◆ Request ◆
Copy the listing below line for line, keeping every word, number and space unchanged.

◆ Task material ◆
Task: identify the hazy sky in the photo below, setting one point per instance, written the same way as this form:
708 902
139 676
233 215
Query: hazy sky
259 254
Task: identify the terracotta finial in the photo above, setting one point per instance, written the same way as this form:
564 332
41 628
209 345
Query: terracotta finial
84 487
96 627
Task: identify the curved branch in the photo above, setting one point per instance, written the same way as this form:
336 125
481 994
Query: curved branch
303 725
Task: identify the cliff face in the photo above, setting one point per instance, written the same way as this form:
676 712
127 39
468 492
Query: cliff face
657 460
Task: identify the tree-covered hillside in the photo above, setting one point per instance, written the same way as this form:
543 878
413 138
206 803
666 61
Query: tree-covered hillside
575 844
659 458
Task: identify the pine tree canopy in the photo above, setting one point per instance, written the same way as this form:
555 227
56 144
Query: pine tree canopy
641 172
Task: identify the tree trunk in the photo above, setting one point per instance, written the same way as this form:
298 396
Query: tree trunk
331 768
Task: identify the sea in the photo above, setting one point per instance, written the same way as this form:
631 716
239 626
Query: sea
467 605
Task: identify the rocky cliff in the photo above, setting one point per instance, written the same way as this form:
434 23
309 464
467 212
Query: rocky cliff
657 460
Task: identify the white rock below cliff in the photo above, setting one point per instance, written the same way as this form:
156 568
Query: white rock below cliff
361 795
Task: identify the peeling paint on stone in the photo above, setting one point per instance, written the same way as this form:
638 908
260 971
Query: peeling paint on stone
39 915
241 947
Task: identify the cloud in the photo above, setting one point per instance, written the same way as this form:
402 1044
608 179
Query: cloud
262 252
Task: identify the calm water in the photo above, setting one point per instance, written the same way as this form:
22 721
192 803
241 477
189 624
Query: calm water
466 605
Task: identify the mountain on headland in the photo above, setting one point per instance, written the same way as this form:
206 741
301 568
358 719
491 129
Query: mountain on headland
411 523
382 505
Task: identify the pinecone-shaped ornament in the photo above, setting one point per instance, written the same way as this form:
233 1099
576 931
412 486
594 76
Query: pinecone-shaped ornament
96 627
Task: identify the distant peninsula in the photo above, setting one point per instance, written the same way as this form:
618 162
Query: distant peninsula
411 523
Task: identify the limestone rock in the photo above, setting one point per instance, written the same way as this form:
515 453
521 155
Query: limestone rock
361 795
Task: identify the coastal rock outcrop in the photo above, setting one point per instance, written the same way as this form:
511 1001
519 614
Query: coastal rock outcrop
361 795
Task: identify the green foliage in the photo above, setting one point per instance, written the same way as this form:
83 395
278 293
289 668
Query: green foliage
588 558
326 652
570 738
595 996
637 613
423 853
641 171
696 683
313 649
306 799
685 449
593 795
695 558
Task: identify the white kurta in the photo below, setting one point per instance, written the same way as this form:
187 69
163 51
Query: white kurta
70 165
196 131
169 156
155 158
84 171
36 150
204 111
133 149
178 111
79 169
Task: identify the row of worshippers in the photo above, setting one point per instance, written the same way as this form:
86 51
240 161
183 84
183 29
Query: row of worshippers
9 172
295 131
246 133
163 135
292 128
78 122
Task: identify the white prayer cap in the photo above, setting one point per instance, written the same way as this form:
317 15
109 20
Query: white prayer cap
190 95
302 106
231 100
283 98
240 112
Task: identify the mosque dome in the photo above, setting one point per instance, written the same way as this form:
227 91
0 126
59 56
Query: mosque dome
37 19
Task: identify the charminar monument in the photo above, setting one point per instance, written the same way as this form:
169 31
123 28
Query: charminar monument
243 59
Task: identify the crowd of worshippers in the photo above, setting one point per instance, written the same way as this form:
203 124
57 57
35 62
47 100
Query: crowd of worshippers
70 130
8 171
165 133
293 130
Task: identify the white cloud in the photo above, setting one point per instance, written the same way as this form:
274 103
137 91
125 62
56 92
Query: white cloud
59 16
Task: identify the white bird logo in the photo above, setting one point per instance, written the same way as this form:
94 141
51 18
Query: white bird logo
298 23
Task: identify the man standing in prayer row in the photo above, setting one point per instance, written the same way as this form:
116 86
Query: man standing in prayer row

◆ Result of the exercise ◆
Task: identify the hazy sky in the photo below, setting one point per instance, written the same way as this form:
708 902
139 676
233 215
Query: hazy sky
259 254
Task: identify the terracotta finial in the photo above, setting one point per instance, written the same way as this form:
564 332
41 628
209 345
Query: terracotta finial
84 487
96 627
Task: identify the curved branch in the photo above, setting one point per instance, written the same way as this form:
336 125
481 994
Query: curved branch
303 725
Task: identify the cliff face in the photo above, setting one point per instance, written the same way as this form:
676 712
127 39
468 492
Query: cliff face
657 460
Task: identify the tree-covered hillside in the photo above, setting one point per instance, written the same way as this form:
543 878
413 138
206 803
666 61
Query: tree-covered hillside
575 844
659 458
Task: identify the pine tree canopy in the photo above, setting one point per instance, written the same way as this form:
555 227
56 144
Query: pine tree canopy
641 172
Task: identify the tree trunk in the photo above, setting one point per instance, written the same way as this form:
298 396
Query: tree trunk
331 768
Task: identify the sea in the photo above, setting one point per instance, written the same way as this form:
631 716
239 626
Query: sea
467 605
Task: identify the rocky cliff in the photo above, setting one point per instance, written the same way as this form:
434 23
309 464
467 212
Query: rocky cliff
657 460
Task: identify the white rock below cliff in the photo above, setting one point per instance, written the same way as this form:
156 568
Query: white rock below cliff
361 795
Task: identify the peeling paint on stone in the photo above, setting one point per instance, written the same way as this form:
638 908
260 971
Query: peeling paint on stone
39 915
241 947
Task: identify the cloud in the photo above, setting one point per instance, written the same way as this form:
402 1044
608 179
Query: cloud
262 252
Task: identify the calm water in the photo above, setting one point per instance, written the same way as this form:
22 721
192 803
241 477
189 624
Query: calm water
466 605
Task: identify the mountain on headland in the photo above, setting one point per instance, written the same way as this form:
206 741
301 568
358 719
491 129
Query: mountain on headland
411 523
382 505
Task: identify the pinecone-shaped ornament in the photo above, setting one point per instance, written the same way as this form:
233 1099
576 931
412 486
594 76
Query: pinecone-shaped ornament
96 627
Task: identify the distant peninsula in the photo above, setting one point per instance, written the same way as this form:
618 162
Query: distant peninsula
411 523
Task: identify the limestone rock in the photo above, setting one point per instance, written the same way as this form:
515 453
521 155
Query: limestone rock
361 795
Task: identify the coastal rock outcrop in the photo above, setting one point per instance, written the same way as this form:
511 1001
519 614
Query: coastal rock outcrop
361 795
Task: identify the green foliage in the photo above, setting one point per instance, written the same way as this form:
83 395
278 293
289 668
Query: green foliage
588 558
326 652
570 738
595 996
637 613
423 853
641 171
696 683
313 649
306 799
685 449
593 795
695 558
Task: identify the white kurta in the photo below, setting one point per instance, written the same way as this form:
187 69
163 51
Query: white kurta
70 165
196 131
169 156
155 158
84 171
36 150
204 111
133 149
178 111
79 169
Task: identify the row of worshippers in the photo above, setting one point per instance, written the same way as this form:
86 51
240 161
183 84
183 29
Query: row of worshippers
9 172
295 131
246 133
163 135
292 128
78 122
Task: identify the white prayer cap in the photo above, setting one point per instance, written the same way as this form:
317 15
109 20
Query: white prayer cap
190 95
302 106
231 100
283 98
240 112
Task: identify the mosque dome in the photo above, setting one point per instance, written the same way as this form:
227 91
0 126
59 56
Query: mosque dome
37 19
Task: identify the charminar monument in the photo above, setting one point per instance, written the same way as this form:
169 31
123 28
Query: charminar monument
243 59
Task: identify the crowd of worshippers in the photo above, setting one point per instance, written the same way as this form:
203 124
57 57
35 62
47 100
Query: crowd of worshippers
70 130
8 171
165 133
293 130
Task: identify the white cloud in the photo above, setting one point per instance, written the same way as this form:
274 103
137 91
125 62
56 92
Query: white cloud
59 16
Task: identify the white bird logo in the photo above, setting one point per instance, written the same way as this form:
94 141
51 18
Query: white bird logo
298 23
Task: identify the man standing in prayer row in the photo above, setting one point per instance, written the same way as this form:
116 86
Query: man standing in prayer row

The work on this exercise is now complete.